**Given instruction:**
Rewrite the lines from the one containing "Target = illuminated building facade" through the last line, inclusive, changing each "each instance" to "every instance" and leaving everything else unchanged.

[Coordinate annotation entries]
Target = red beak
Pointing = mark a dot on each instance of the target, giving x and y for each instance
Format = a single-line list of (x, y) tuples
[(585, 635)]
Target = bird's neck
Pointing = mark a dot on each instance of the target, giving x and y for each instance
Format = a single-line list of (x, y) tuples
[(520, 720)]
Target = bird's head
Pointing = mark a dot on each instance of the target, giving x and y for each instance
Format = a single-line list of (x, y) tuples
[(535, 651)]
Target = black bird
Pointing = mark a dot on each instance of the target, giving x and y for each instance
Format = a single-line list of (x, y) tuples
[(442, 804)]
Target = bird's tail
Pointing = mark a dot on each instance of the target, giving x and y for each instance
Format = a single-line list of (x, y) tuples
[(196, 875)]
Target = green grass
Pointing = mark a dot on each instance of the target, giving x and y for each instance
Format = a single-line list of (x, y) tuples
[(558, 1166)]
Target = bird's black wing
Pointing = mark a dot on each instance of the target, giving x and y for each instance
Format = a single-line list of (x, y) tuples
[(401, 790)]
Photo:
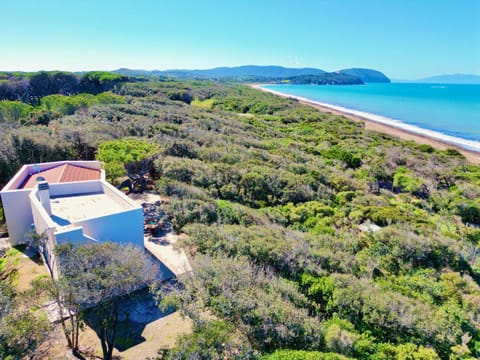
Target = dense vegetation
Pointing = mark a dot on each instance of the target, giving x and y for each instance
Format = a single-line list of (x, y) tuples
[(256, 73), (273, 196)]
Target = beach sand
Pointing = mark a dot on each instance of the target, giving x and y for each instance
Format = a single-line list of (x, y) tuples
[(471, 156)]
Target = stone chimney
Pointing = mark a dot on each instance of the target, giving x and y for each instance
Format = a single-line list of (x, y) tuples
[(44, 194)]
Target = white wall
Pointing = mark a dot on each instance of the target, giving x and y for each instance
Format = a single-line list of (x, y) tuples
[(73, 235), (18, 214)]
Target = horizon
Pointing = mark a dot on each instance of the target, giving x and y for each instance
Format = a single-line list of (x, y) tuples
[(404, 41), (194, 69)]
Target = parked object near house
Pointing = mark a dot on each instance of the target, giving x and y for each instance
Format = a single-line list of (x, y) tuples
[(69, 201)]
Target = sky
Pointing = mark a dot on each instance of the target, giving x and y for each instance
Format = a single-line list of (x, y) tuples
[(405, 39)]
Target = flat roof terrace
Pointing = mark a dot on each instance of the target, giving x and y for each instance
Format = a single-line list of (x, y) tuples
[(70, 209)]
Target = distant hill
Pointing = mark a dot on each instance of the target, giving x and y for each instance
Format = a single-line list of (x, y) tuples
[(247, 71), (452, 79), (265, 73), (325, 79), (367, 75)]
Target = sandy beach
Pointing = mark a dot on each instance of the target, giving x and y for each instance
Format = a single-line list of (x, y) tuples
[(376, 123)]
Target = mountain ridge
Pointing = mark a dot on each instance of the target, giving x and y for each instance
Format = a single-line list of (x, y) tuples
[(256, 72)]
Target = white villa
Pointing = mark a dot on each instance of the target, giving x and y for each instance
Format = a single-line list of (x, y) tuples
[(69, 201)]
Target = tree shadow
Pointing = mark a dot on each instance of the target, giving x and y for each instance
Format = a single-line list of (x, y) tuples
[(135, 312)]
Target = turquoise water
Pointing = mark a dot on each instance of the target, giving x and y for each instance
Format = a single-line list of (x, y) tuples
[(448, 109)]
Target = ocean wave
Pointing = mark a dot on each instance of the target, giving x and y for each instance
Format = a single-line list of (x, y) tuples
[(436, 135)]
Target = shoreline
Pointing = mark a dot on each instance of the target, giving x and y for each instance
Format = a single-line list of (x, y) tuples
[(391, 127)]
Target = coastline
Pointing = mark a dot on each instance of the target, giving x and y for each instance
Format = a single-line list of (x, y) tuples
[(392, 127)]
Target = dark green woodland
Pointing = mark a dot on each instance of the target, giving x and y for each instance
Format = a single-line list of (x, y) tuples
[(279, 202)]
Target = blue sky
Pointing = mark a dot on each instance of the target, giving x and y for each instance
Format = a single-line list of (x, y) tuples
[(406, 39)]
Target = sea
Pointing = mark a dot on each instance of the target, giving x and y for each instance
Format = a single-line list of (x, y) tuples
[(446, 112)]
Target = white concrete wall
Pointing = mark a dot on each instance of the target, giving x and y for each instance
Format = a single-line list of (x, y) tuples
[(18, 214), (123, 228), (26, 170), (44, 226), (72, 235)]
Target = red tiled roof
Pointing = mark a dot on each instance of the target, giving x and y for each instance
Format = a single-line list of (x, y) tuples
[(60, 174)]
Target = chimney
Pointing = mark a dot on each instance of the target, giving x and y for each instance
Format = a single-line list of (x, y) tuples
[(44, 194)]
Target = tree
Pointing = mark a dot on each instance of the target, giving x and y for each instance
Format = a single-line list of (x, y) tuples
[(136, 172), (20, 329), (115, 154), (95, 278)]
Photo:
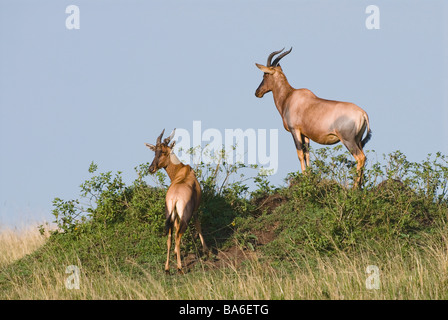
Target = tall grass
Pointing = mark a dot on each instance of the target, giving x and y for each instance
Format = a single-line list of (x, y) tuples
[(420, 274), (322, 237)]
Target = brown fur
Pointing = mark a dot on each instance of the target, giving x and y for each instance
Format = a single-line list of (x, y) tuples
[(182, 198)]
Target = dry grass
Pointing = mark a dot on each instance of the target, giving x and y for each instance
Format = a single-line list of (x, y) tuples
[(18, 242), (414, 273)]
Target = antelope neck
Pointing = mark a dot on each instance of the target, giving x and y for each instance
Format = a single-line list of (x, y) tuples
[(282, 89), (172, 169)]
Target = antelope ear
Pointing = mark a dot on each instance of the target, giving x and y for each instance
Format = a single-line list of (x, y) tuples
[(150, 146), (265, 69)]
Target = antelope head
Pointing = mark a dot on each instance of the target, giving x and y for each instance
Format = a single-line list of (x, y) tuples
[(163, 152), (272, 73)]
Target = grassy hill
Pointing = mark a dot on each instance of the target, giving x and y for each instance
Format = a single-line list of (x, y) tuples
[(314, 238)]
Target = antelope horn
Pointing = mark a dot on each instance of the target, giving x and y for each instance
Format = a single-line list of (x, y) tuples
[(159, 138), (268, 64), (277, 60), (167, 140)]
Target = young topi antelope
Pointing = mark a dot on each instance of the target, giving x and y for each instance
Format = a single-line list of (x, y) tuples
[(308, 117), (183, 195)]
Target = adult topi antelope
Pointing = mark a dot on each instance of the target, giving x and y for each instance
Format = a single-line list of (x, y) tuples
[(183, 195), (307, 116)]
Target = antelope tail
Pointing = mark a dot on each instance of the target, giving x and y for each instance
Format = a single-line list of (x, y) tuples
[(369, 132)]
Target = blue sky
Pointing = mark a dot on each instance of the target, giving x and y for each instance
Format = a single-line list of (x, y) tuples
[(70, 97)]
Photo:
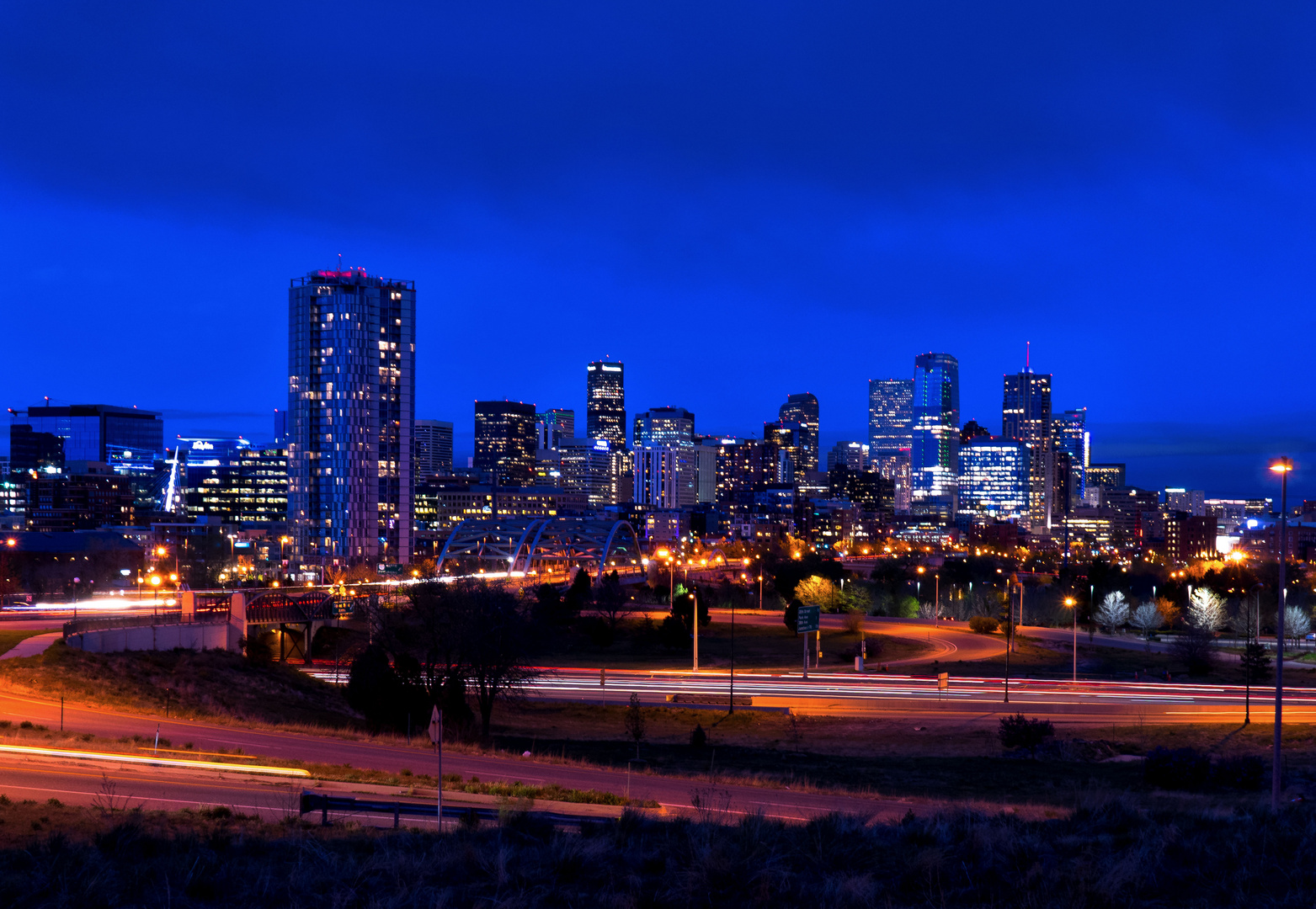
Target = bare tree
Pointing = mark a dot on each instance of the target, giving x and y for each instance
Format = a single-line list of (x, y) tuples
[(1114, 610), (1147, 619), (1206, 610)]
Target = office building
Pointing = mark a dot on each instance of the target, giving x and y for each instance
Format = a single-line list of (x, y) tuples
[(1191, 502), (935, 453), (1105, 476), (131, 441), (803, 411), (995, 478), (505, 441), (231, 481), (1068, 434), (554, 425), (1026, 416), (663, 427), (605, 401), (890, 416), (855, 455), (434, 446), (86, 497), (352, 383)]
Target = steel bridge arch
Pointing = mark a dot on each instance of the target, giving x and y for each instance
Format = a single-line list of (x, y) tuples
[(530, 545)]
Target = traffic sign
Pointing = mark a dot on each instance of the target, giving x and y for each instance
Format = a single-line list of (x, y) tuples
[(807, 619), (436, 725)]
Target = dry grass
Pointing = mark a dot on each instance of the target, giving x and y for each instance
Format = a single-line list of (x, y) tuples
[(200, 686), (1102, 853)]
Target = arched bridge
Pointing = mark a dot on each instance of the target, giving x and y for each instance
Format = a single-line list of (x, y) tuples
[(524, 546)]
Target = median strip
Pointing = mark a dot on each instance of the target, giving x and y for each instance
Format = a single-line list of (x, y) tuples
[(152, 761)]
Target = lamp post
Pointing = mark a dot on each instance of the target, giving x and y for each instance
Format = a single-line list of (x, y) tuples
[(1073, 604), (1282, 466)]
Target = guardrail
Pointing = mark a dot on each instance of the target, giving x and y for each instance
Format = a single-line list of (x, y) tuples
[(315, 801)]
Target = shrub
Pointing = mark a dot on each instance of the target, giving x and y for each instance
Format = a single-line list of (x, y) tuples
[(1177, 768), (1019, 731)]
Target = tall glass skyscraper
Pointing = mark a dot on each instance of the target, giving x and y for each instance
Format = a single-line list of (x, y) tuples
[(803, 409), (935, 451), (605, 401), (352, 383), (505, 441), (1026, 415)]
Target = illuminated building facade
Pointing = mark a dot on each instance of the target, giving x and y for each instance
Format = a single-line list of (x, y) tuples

**Task output:**
Target = illuminated building facade
Pointing = mark a dot on every instance of the target, giving x and y for every instance
Format = a single-line list of (x, y) tuples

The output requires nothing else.